§ **SELECTED EXTRACT**:
The plurality of illumination heads 16 are so arranged that the ring illumination system 18A in the first stage having a largest ring diameter, out of these ring illumination systems, surrounds the object 2 placed on the stage 3, and the object 2 can be laterally illuminated in a ring-like manner. Further, in this ring illumination system 18A, when only the light emitting elements 11a emit light, the object 2 can be laterally illuminated in a ring-like manner with a first light distribution (see field (a) of FIG. 2) having a two-dimensionally narrowed illumination range. Further, when only the light emitting elements 11b emit light, the object 2 can be laterally illuminated in a ring-like manner with a second light distribution (see field (c) of FIG. 2) having illumination light spreading in a wide range. Furthermore, when the light emitting elements 11a, 11b emit light, the object 2 can be laterally illuminated in a ring-like manner with an intermediate light distribution (see field (b) of FIG. 2). The other ring illumination systems 18B to 18D are configured similarly to the ring illumination system 18A except in having different ring diameters and different illumination light irradiating directions. As just described, in this embodiment, the object 2 on the stage 3 can be illuminated with three types of mutually different light distributions. In addition, an illuminance distribution and a light distribution in the ring illumination can be adjusted by controlling a light modulation value by PWM. This point also applies to embodiments described later.

Further, an imaging camera 4 is arranged at each of several positions between the illumination heads 16 to image the object 2 at various angles. Note that the imaging cameras 4 are marked with dots in FIGS. 9A and 9B to be visually distinguished from the illumination heads 16. This point also applies to embodiments described later.

In the inspection apparatus 100 thus configured, the object 2 can be illuminated with three types of light distributions only by mutually independently controlling the light emission of the light emitting elements 11. That is, the object 2 can be illuminated in a plurality of illumination modes with a reduced size and at low cost without providing a light emitter for each illumination mode.

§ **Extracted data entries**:
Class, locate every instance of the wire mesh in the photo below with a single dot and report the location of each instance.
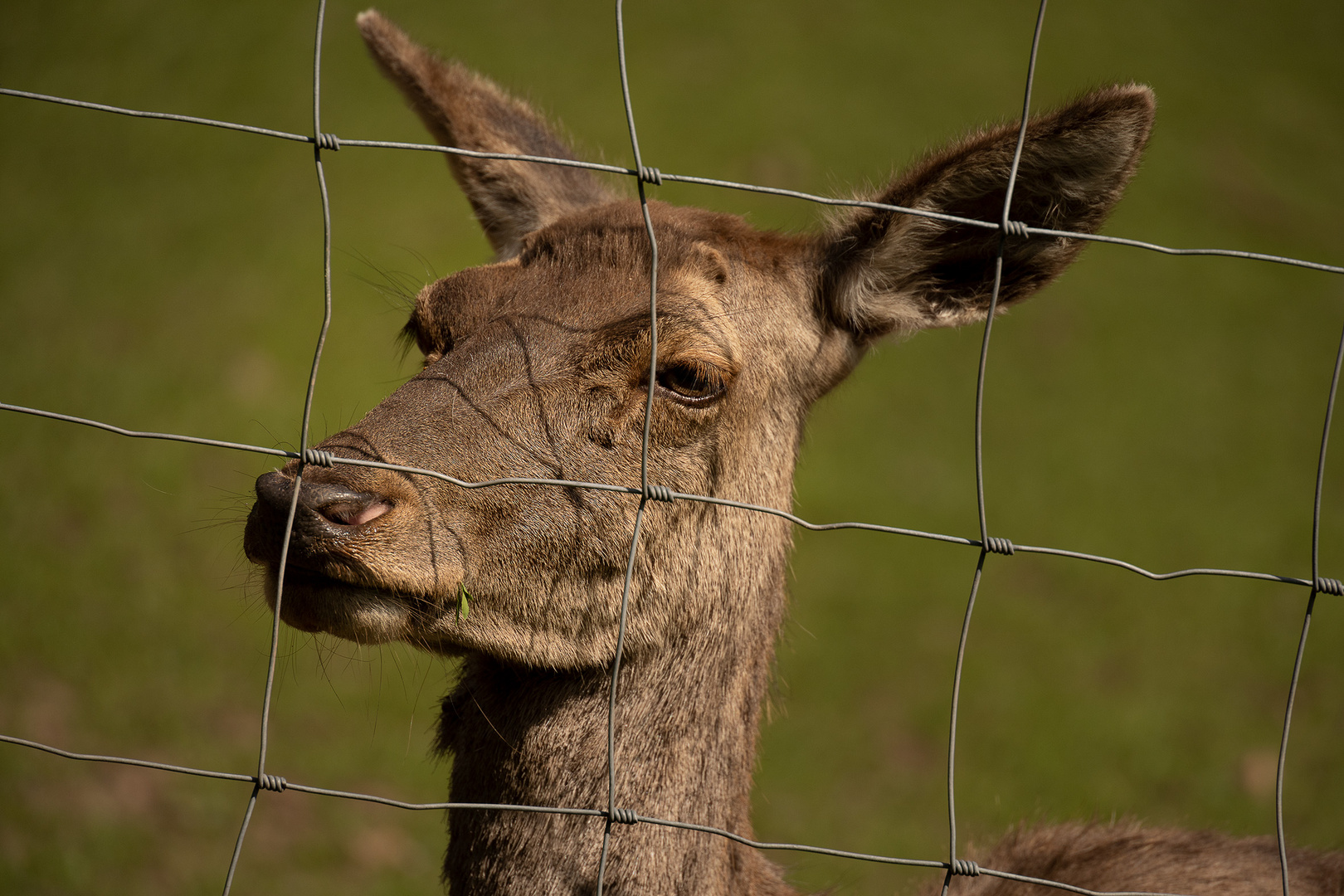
(650, 490)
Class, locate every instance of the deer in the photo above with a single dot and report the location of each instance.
(537, 364)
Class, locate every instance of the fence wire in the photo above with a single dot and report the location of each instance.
(647, 490)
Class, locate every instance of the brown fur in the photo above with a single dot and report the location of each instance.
(537, 367)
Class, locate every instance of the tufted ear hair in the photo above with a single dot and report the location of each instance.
(889, 271)
(466, 110)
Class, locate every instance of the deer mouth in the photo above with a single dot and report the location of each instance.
(316, 602)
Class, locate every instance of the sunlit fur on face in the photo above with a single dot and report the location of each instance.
(538, 367)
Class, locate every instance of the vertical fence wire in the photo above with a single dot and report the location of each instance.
(650, 490)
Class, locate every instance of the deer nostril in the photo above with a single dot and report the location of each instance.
(342, 505)
(353, 514)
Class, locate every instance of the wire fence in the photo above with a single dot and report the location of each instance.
(650, 490)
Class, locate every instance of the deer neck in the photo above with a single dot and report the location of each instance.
(686, 740)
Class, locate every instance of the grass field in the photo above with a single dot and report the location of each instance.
(1160, 410)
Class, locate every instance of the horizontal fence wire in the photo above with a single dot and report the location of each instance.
(650, 490)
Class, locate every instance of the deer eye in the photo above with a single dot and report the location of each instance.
(691, 382)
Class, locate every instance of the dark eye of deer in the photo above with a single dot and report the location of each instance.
(691, 382)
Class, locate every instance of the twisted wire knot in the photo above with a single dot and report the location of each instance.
(965, 868)
(657, 492)
(624, 816)
(272, 782)
(318, 457)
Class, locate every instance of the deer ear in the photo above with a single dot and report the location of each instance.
(463, 109)
(889, 271)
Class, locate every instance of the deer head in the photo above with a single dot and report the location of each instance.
(537, 366)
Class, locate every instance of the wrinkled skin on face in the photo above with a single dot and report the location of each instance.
(538, 367)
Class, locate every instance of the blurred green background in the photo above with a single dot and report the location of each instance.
(1166, 411)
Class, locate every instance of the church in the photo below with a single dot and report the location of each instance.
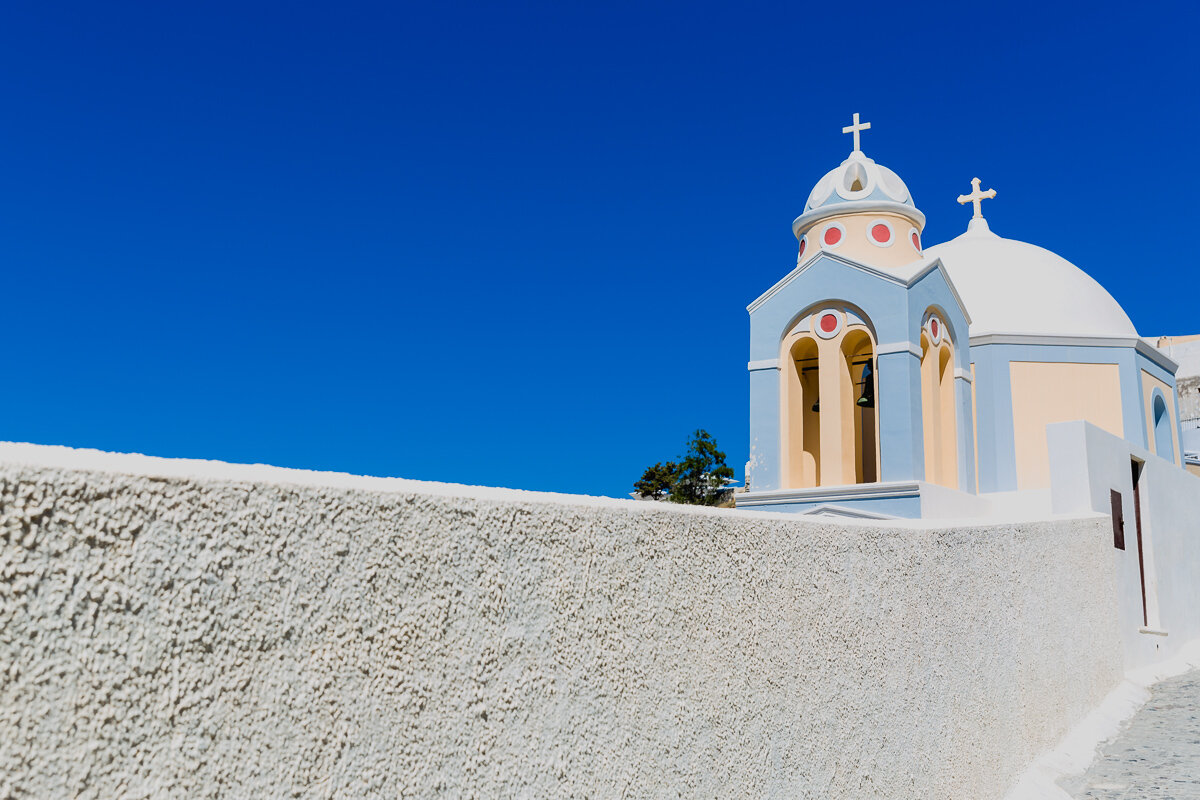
(894, 379)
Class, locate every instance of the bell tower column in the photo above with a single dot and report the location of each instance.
(901, 450)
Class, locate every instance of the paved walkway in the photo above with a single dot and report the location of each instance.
(1156, 756)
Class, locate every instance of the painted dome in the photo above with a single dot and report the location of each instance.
(1012, 287)
(858, 185)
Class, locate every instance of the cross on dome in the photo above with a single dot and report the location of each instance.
(856, 128)
(976, 197)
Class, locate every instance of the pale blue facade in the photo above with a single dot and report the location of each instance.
(894, 310)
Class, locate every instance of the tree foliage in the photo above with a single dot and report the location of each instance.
(699, 477)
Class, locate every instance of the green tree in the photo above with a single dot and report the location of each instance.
(697, 479)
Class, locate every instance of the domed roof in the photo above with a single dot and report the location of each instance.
(858, 184)
(1012, 287)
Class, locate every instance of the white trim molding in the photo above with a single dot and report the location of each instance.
(832, 493)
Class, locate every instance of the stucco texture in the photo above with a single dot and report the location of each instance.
(165, 636)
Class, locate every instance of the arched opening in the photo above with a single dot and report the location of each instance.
(828, 389)
(802, 431)
(858, 360)
(1164, 444)
(949, 459)
(937, 410)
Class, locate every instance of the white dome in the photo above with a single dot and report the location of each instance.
(1012, 287)
(858, 178)
(857, 185)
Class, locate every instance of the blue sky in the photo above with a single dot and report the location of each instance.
(513, 244)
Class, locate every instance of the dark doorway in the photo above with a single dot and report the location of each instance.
(1135, 468)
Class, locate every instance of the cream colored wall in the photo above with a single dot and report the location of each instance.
(1149, 383)
(856, 245)
(801, 425)
(1059, 392)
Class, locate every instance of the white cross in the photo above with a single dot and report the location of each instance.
(976, 197)
(856, 128)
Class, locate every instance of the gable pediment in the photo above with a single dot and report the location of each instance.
(904, 277)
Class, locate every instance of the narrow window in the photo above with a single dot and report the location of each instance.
(1117, 519)
(1137, 522)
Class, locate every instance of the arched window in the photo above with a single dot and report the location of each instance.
(1164, 443)
(937, 407)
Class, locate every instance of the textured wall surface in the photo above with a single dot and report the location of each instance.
(199, 637)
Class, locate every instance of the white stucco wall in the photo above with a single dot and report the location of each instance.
(1086, 463)
(191, 630)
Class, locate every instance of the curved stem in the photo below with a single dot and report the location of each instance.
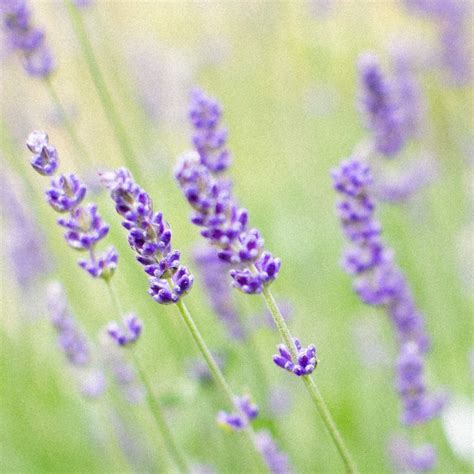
(105, 96)
(153, 403)
(310, 384)
(212, 364)
(67, 123)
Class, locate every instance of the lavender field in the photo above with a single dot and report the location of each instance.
(236, 236)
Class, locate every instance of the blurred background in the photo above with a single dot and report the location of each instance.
(286, 76)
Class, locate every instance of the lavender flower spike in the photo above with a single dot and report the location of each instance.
(306, 359)
(209, 138)
(128, 332)
(85, 227)
(23, 36)
(150, 237)
(378, 104)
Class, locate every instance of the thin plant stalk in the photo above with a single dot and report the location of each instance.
(309, 383)
(153, 403)
(211, 363)
(100, 84)
(67, 123)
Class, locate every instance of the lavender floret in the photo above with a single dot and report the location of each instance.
(305, 363)
(24, 37)
(126, 333)
(209, 137)
(150, 237)
(277, 462)
(246, 412)
(379, 105)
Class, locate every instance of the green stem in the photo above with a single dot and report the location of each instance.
(211, 363)
(157, 412)
(80, 150)
(309, 383)
(105, 96)
(152, 401)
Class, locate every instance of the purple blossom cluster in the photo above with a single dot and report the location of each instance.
(379, 106)
(277, 462)
(150, 237)
(419, 406)
(225, 225)
(246, 411)
(73, 342)
(209, 138)
(378, 280)
(305, 362)
(214, 273)
(23, 36)
(84, 226)
(126, 333)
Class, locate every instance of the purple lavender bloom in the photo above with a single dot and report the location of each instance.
(419, 406)
(225, 225)
(411, 458)
(246, 412)
(209, 137)
(71, 340)
(24, 37)
(214, 275)
(305, 363)
(379, 107)
(45, 161)
(378, 280)
(128, 332)
(66, 193)
(85, 227)
(150, 237)
(277, 462)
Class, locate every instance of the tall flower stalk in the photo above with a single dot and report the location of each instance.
(105, 96)
(225, 225)
(150, 237)
(378, 281)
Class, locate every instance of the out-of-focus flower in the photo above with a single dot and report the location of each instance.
(24, 37)
(277, 462)
(405, 457)
(306, 359)
(214, 273)
(379, 106)
(246, 412)
(150, 237)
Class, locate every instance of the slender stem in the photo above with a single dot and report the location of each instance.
(105, 96)
(153, 403)
(67, 123)
(211, 363)
(157, 412)
(310, 384)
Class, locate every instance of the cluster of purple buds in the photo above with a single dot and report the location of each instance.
(407, 458)
(379, 106)
(150, 237)
(209, 137)
(24, 37)
(214, 273)
(126, 333)
(84, 226)
(239, 420)
(378, 280)
(419, 406)
(305, 362)
(277, 462)
(225, 225)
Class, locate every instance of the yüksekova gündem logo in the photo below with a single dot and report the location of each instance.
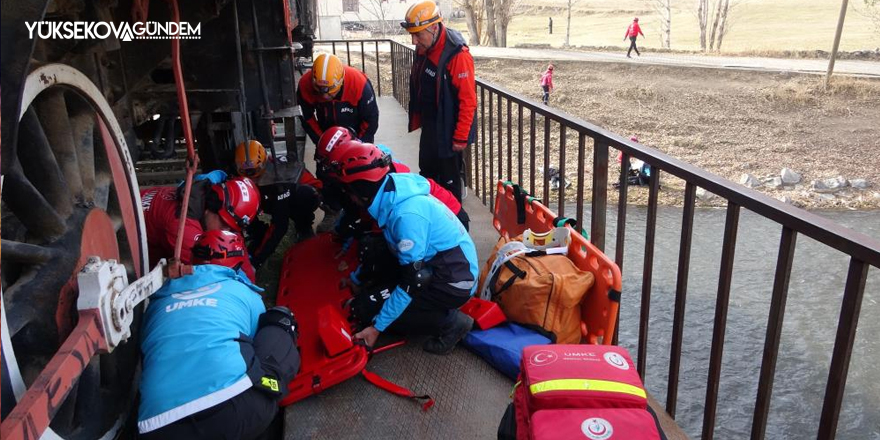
(100, 30)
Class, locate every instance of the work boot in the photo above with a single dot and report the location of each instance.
(450, 334)
(329, 220)
(304, 234)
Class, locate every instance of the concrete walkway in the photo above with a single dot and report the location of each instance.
(869, 69)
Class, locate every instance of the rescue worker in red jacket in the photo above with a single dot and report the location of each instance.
(632, 32)
(231, 205)
(332, 93)
(331, 148)
(288, 191)
(443, 95)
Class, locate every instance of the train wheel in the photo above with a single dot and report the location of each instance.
(69, 191)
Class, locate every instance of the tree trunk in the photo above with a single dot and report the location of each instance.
(668, 24)
(715, 21)
(702, 18)
(473, 30)
(568, 25)
(722, 29)
(490, 22)
(500, 19)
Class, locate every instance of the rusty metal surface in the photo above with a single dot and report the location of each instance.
(470, 399)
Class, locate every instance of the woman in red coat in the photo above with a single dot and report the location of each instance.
(632, 32)
(547, 83)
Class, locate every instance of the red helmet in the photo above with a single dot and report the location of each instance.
(239, 202)
(332, 138)
(220, 247)
(361, 161)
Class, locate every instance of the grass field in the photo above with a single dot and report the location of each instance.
(757, 25)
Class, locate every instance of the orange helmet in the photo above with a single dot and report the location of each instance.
(328, 73)
(239, 202)
(219, 247)
(361, 161)
(420, 16)
(250, 159)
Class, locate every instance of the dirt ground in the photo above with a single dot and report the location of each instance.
(727, 122)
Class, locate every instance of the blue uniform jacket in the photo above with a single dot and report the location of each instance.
(192, 358)
(419, 227)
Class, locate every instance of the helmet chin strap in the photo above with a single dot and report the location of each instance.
(434, 35)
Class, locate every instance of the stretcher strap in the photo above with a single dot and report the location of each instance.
(586, 385)
(394, 388)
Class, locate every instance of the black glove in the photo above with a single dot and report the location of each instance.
(367, 304)
(282, 317)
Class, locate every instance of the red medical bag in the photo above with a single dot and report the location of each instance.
(594, 424)
(580, 376)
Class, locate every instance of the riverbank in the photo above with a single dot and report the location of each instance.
(731, 123)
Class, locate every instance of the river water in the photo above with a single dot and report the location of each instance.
(812, 312)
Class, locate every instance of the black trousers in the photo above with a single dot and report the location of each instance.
(248, 414)
(428, 313)
(632, 46)
(446, 171)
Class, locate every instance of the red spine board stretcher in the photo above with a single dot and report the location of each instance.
(310, 287)
(600, 306)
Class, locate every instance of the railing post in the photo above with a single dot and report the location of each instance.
(519, 152)
(533, 159)
(500, 139)
(774, 331)
(600, 193)
(582, 146)
(562, 176)
(378, 72)
(546, 191)
(394, 86)
(843, 343)
(648, 271)
(728, 250)
(483, 145)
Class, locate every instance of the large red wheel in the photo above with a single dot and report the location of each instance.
(69, 191)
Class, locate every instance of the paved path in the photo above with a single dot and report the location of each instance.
(813, 66)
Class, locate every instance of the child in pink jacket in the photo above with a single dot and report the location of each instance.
(547, 83)
(632, 32)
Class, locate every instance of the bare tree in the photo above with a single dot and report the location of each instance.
(703, 20)
(664, 8)
(473, 13)
(568, 24)
(490, 22)
(377, 10)
(872, 11)
(505, 10)
(725, 21)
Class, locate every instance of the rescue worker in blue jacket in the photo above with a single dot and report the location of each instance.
(215, 362)
(437, 258)
(333, 94)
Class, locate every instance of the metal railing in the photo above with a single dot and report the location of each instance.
(502, 149)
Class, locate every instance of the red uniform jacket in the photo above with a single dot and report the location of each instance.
(355, 108)
(160, 206)
(633, 30)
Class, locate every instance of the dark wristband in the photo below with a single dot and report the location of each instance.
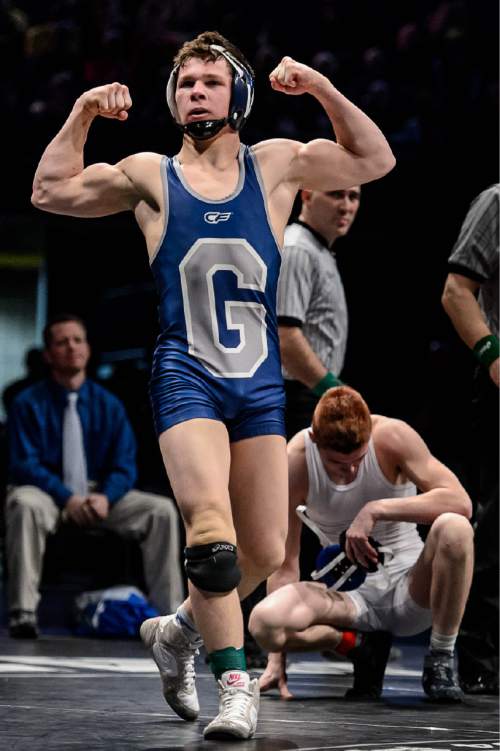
(487, 350)
(327, 382)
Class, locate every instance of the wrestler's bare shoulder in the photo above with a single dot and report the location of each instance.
(391, 435)
(297, 444)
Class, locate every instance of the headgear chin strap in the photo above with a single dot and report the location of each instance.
(242, 93)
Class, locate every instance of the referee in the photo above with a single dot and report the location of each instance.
(312, 311)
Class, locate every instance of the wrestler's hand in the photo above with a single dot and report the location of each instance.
(291, 77)
(358, 548)
(112, 101)
(99, 505)
(274, 676)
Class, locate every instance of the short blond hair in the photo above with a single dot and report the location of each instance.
(201, 47)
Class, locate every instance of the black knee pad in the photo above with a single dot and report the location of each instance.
(213, 567)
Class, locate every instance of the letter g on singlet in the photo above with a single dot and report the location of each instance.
(205, 258)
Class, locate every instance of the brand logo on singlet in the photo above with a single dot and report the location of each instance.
(222, 546)
(213, 217)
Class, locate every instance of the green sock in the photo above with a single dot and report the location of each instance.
(229, 658)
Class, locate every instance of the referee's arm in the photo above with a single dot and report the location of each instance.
(297, 355)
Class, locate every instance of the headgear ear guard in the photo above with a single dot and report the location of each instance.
(242, 93)
(334, 568)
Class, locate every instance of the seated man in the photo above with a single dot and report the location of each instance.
(72, 460)
(360, 472)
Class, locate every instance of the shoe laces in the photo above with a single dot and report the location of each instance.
(442, 668)
(234, 702)
(184, 657)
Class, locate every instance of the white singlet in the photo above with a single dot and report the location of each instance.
(379, 604)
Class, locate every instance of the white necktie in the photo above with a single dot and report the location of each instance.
(74, 461)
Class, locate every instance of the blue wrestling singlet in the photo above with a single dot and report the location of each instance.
(216, 271)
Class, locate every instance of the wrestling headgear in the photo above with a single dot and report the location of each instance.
(333, 567)
(240, 104)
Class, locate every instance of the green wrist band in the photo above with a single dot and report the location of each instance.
(327, 382)
(487, 350)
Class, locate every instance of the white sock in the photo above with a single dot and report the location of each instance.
(442, 643)
(186, 624)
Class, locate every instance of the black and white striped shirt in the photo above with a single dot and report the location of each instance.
(311, 295)
(476, 252)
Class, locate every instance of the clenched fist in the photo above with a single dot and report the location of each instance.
(112, 100)
(291, 77)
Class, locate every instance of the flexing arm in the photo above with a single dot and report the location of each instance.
(441, 491)
(62, 185)
(460, 303)
(361, 153)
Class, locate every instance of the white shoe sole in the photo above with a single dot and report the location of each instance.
(148, 633)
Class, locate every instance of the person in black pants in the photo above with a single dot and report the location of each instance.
(470, 298)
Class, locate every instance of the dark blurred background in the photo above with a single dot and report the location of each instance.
(426, 71)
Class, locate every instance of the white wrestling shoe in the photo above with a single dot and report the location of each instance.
(238, 705)
(174, 655)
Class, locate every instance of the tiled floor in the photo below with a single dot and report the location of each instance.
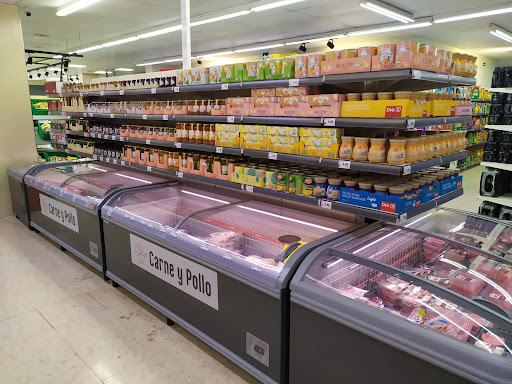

§ **GOAL 1**: Please quote the passage on ring illumination, starting at "Further, an imaging" and ending at "each illumination mode.".
§ **GOAL 2**: Write what comes next in the passage on ring illumination, picking up after its final sentence.

§ **TASK ANSWER 1**:
Further, an imaging camera 4 is arranged at each of several positions between the illumination heads 16 to image the object 2 at various angles. Note that the imaging cameras 4 are marked with dots in FIGS. 9A and 9B to be visually distinguished from the illumination heads 16. This point also applies to embodiments described later.

In the inspection apparatus 100 thus configured, the object 2 can be illuminated with three types of light distributions only by mutually independently controlling the light emission of the light emitting elements 11. That is, the object 2 can be illuminated in a plurality of illumination modes with a reduced size and at low cost without providing a light emitter for each illumination mode.

§ **TASK ANSWER 2**:
Note that although all the ring illumination systems 18A to 18D are constituted by the illumination heads 16 in the sixth embodiment, low-angle ring illumination may be used as in the fifth embodiment to inspect scratches and the like present in the upper surface of the object 2 serving as an object to be inspected. Specifically, the ring illumination system 18A in the first stage may be constituted by illumination heads 17. However, the ring diameter of the ring illumination system 18A is large and an illumination light irradiation distance from the illumination heads 17 to the object 2 is relatively long. Thus, it may become difficult to satisfactorily image scratches and the like present in the upper surface of the object 2 due to a reduced illuminance and the spread of the illumination light. Accordingly, it is preferable that head moving mechanisms 161 are connected to the illumination heads 17 constituting the ring illumination system 18A and the illumination heads 17 are brought closer to the object 2 when the object 2 is illuminated by the ring illumination system 18A (seventh embodiment). An inspection apparatus 100 according to the seventh embodiment is described below with respect to FIGS. 10A and 10B.

FIG. 10A is a diagram showing the seventh embodiment of the inspection apparatus equipped with the illumination device according to the invention. Further, FIG. 10B is a diagram schematically showing a moving operation of illumination heads in the inspection apparatus shown in FIG. 10A. The inspection apparatus 100 according to this seventh embodiment largely differs from the sixth embodiment in the configuration of an illumination device and other components are the same as in the sixth embodiment. The following description is centered on points of difference and the same components are denoted by the same reference signs and not described.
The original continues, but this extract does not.